● DOCUMENT:
......
Suzon, Louise Bachellerie

Suzon, Louise BachellerieSuzon, Louise Bachellerie, Delpierre éditions, 21 Mars 2014, 429 pages

En guise de préambule, un petit mot sur les éditions Delpierre :
Voici un nouvel éditeur dans le paysage littéraire français qui propose une approche audacieuse du métier puisque, contrairement à la majorité des éditeurs qui sont spécialisés dans un genre, ils ne veulent rien s’interdire et vont publier aussi bien des policiers que des sagas historiques, des B.D ou documents… Leur catalogue 2014 donnera jour à la parution d’une dizaine d’ouvrages.
......
● DONNÉES DISPONIBLES:
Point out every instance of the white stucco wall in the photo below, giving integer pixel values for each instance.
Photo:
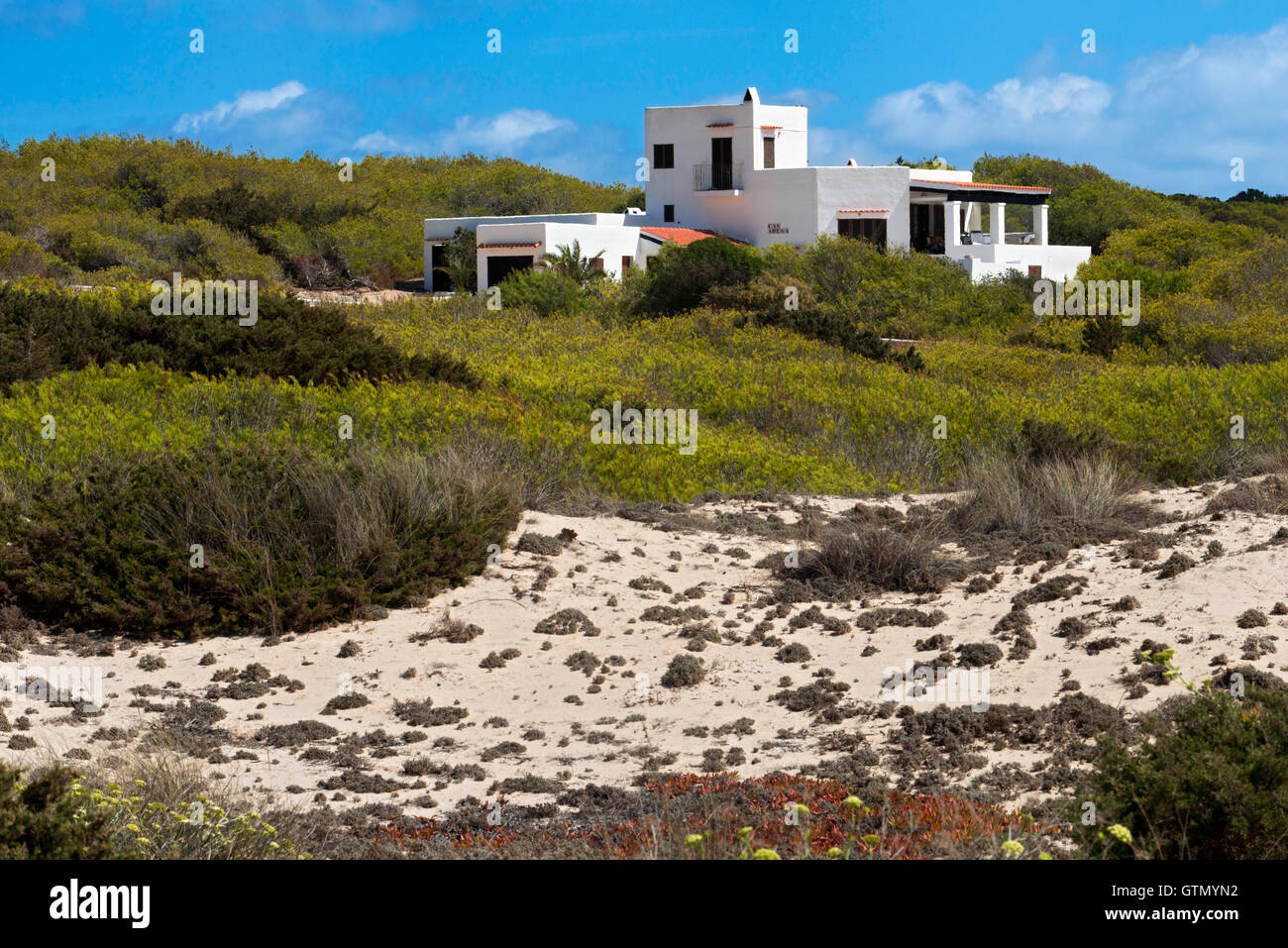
......
Relevez tous les genres d'ouvrages que les éditions Delpierre comptent publier d'après le document.

● RÉSULTAT: Des policiers, des sagas historiques, des B.D et des documents.